WRITTEN TASK » Could you write the next part of the Sam McAughtry biography below, starting right after its last sentence?

____ PAGE EXTRACT

- Born: Samuel Jamison McAughtry 24 March 1921 Belfast, Ireland
- Died: 28 March 2014 (aged 93)
- Spouse: Phyllis McAughtry
- Children: 3

Senator
- In office 23 February 1996 – 17 September 1997
- Constituency: Industrial and Commercial Panel

Personal details
- Party: Independent

= Sam McAughtry =

Sam McAughtry (24 March 1921 – 28 March 2014) was an Irish / British writer, broadcaster and raconteur.

== Biography ==
=== Early life ===
Samuel Jamison McAughtry was born at 130 Cosgrave Street, Belfast, Ireland, on 24 March 1921, approximately six weeks before the country's partition. He was the son of Marriot McAughtry, a fireman, and Elizabeth Condit. He was brought up in the loyalist Tiger's Bay area of Belfast and was educated at St Barnabas'.

=== Formative years ===
He left school at 14 and during the Second World War he served in the Royal Air Force. On leaving the armed forces, in 1946 he applied to join the Royal Ulster Constabulary, sitting his entrance exam at the Union Theological College, Belfast, he used as the topic for his essay town life versus country life alluding to rural life in Greece from where he'd recently returned and with particular emphasis on how young women were involved in the making of wine by crushing grapes with their bare feet. Having successfully passed the entrance exam his ambition was to become a plain clothes detective, however during his interview with a senior officer it was pointed out to him that his initial posting would be to a rural area, where among his main duties he was to expect to have to help the local farmers fill in their agricultural census in order to record the makeup of their farm.

________
____ INFORMATION SHOWN

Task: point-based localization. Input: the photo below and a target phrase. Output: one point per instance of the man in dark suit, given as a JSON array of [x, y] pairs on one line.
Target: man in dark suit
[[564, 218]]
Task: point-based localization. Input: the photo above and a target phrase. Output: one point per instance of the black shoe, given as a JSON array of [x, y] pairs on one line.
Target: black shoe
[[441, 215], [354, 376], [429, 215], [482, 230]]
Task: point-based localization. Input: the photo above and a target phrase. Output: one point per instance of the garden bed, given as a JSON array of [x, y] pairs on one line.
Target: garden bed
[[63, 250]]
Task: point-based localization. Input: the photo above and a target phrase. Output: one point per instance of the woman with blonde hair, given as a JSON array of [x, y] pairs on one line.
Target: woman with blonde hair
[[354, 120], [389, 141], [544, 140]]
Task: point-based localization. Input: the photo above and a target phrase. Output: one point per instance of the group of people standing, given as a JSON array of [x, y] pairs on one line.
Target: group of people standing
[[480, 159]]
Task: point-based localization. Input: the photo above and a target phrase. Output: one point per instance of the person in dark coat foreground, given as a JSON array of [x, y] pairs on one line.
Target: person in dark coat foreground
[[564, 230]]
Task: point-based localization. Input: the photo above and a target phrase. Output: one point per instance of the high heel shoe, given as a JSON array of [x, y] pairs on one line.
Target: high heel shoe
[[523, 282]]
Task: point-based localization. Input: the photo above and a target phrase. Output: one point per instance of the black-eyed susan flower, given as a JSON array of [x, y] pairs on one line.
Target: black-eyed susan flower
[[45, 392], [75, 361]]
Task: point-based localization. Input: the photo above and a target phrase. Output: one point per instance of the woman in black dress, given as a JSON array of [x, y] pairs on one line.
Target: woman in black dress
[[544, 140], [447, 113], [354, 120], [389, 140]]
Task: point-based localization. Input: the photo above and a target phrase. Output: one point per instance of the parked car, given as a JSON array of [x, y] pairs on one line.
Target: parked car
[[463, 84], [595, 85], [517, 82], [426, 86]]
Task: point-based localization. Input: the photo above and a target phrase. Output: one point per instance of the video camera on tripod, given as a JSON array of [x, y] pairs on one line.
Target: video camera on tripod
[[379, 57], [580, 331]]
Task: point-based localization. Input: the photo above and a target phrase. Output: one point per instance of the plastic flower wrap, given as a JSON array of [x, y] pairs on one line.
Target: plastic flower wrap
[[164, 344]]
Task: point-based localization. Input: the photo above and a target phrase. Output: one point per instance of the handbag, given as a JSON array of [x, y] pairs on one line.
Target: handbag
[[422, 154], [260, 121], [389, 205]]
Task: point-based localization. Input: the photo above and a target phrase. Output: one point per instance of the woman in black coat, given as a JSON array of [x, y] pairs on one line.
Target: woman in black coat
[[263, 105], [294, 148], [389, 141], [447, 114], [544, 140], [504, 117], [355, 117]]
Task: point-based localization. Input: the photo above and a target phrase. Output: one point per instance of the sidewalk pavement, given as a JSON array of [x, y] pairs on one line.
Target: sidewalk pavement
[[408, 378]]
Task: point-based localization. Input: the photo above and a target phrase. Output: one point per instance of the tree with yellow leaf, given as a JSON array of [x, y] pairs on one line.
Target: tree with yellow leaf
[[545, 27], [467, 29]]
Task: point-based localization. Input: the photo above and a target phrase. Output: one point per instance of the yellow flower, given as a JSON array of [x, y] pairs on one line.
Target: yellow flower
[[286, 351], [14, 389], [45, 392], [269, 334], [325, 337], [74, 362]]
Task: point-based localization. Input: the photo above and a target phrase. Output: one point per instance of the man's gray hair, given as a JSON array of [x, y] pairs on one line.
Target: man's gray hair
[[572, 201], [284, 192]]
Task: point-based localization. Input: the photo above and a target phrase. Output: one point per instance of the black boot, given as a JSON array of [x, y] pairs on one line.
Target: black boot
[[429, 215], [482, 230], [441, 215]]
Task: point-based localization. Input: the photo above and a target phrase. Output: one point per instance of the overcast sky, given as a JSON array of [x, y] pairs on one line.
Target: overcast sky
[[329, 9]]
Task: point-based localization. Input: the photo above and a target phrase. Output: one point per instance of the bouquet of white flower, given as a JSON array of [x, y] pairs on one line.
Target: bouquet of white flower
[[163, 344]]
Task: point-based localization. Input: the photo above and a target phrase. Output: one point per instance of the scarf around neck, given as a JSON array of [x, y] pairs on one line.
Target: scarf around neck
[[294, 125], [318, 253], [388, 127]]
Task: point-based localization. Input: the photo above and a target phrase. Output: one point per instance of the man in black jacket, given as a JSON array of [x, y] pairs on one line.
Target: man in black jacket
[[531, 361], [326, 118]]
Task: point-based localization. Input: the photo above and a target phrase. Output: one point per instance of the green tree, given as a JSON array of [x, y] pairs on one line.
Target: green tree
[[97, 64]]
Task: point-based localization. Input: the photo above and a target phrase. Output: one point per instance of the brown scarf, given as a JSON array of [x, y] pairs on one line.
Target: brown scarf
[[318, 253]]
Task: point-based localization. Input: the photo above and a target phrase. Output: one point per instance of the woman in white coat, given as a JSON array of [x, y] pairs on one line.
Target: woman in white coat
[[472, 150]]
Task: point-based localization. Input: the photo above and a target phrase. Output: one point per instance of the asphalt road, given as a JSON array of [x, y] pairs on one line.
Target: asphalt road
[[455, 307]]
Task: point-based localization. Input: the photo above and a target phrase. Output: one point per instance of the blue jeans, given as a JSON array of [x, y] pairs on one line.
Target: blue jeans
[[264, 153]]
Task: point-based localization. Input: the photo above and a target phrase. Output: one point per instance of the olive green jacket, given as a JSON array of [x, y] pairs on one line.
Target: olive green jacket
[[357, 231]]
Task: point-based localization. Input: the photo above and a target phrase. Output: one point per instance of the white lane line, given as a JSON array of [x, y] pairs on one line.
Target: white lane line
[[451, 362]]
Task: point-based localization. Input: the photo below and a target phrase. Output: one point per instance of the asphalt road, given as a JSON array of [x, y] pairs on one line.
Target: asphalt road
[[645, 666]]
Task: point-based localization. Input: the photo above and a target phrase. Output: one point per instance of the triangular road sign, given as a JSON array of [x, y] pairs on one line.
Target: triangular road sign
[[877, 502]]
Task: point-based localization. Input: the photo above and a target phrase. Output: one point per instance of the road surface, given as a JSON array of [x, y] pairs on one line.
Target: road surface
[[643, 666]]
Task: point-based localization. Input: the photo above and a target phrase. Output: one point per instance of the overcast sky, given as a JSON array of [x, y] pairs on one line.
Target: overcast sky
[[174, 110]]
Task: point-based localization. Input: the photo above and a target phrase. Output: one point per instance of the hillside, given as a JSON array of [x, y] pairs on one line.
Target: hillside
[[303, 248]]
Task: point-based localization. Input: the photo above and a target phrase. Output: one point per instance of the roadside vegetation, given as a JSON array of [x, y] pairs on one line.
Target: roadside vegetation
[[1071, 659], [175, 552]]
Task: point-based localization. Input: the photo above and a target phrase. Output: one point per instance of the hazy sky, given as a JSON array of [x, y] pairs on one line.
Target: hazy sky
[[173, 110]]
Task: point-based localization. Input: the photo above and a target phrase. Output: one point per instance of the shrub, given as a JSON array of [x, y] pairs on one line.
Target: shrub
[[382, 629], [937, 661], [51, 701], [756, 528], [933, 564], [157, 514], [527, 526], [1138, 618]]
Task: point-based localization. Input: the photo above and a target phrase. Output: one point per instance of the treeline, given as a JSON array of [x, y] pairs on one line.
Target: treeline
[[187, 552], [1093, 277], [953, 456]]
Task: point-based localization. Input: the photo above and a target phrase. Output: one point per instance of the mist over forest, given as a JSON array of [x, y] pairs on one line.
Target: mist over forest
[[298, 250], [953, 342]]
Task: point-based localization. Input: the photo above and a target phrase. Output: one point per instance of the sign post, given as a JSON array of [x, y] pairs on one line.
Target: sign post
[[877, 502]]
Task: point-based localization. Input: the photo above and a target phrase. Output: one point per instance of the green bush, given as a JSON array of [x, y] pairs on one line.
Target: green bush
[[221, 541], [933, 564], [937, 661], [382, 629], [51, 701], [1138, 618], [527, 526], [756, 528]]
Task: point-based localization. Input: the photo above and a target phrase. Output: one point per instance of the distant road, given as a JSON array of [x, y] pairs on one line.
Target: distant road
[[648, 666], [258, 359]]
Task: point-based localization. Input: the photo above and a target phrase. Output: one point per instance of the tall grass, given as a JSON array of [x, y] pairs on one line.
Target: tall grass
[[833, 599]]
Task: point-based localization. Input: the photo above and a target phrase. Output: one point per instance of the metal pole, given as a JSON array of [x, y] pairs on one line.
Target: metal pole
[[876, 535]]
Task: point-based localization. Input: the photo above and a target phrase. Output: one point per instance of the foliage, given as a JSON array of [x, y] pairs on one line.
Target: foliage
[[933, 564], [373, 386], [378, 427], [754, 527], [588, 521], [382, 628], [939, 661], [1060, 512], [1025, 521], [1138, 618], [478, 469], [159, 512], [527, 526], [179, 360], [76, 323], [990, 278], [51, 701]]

________

TASK ANSWER »
Unimpressed with the prospect he decided not to join the police. He undertook a career as a civil servant, ironically carrying out the correlation of agricultural census papers from rural areas, before becoming a full-time writer.

=== Later life ===
Describing himself as a hybrid unionist McAughtry was a trade union representative and a member of the Northern Ireland Labour Party. Using this political platform he stood unsuccessfully for elections as a non-sectarian socialist. McAughtry was a founding member of the Peace Train Organisation, which protested against the bombing of the Dublin–Belfast railway line and in which he undertook the role of chairman.

He made many contributions to radio and television programmes, giving his memories of life in Belfast as well as political analysis during the troubles. He was also a regular columnist in The Irish Times.

In 1996, McAughtry was elected a member of the Seanad Éireann, on the Industrial and Commercial Panel, succeeding the late Seán Fallon. Others from Northern Ireland such as Gordon Wilson, Maurice Hayes, John Robb, Sam Kyle, Seamus Mallon and Bríd Rodgers were nominated by the Taoiseach.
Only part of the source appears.